Direction :: Pick out each of the rows below that contains the word "opening" and copy those rows unchanged.

========================

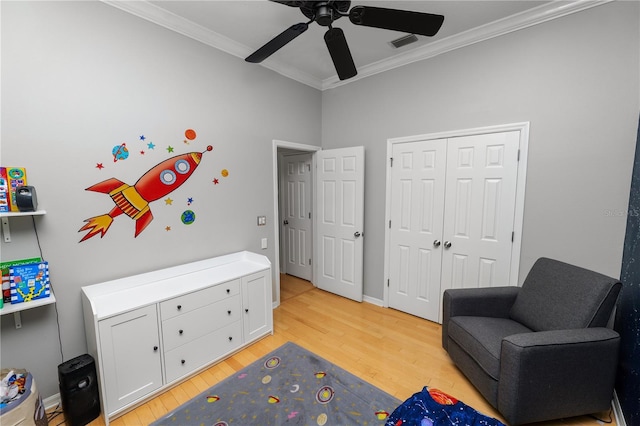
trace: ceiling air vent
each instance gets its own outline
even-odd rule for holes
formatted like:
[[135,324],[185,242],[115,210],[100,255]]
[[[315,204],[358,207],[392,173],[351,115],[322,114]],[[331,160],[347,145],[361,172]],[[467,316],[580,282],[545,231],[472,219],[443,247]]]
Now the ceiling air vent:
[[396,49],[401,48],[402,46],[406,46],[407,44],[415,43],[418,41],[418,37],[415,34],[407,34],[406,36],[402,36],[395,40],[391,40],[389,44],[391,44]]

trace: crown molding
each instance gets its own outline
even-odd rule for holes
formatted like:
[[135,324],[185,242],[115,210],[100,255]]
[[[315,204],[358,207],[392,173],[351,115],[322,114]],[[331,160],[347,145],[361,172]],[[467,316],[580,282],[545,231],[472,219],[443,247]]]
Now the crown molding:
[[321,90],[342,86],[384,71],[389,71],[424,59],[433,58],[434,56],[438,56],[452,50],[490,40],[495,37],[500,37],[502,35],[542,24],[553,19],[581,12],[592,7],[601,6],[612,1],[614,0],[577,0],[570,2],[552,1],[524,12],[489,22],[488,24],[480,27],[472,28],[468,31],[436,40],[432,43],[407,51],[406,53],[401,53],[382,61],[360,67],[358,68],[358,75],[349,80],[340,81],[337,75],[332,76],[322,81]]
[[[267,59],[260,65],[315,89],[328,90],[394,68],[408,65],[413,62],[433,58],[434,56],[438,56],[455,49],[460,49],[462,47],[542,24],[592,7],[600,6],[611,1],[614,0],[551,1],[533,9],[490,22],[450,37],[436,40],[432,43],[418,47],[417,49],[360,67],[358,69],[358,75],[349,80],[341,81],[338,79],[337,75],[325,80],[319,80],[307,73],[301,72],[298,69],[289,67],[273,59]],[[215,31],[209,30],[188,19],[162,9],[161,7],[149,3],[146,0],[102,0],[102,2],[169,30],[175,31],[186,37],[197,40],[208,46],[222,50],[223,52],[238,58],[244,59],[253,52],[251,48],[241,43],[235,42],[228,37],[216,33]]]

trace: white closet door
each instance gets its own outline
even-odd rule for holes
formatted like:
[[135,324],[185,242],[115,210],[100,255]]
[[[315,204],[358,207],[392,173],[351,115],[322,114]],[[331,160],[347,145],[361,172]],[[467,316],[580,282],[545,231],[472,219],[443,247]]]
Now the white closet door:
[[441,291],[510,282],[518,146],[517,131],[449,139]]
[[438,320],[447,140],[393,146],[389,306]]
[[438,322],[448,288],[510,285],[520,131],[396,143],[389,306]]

========================

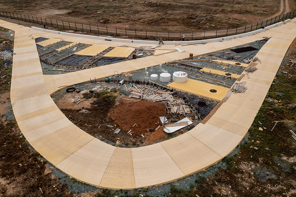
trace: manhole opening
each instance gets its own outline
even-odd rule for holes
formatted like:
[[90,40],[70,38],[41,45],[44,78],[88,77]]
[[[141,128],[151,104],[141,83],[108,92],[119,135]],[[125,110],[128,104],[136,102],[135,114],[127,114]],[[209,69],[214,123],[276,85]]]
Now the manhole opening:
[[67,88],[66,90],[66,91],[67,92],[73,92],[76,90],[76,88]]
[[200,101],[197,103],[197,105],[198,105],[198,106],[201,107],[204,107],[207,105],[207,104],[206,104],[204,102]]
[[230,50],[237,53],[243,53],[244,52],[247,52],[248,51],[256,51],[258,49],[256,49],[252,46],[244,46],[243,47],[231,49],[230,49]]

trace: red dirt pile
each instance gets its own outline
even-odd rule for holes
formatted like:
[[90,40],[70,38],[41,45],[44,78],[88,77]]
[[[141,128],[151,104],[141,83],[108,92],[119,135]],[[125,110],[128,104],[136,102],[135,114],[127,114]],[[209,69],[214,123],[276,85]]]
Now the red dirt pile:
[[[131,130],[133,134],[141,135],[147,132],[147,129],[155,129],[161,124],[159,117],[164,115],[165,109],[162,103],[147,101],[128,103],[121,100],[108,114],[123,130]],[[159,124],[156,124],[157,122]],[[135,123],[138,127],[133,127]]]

========================

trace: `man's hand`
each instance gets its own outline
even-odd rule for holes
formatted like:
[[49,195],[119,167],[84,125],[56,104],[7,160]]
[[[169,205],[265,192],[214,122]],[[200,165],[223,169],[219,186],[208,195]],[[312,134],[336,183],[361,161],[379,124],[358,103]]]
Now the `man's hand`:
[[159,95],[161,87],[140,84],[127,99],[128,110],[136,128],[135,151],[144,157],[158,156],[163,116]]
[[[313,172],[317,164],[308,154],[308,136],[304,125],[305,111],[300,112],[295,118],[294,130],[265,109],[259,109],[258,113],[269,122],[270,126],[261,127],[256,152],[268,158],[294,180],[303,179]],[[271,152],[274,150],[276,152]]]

========================

Worked answer ::
trace: manhole opening
Now the manhole opening:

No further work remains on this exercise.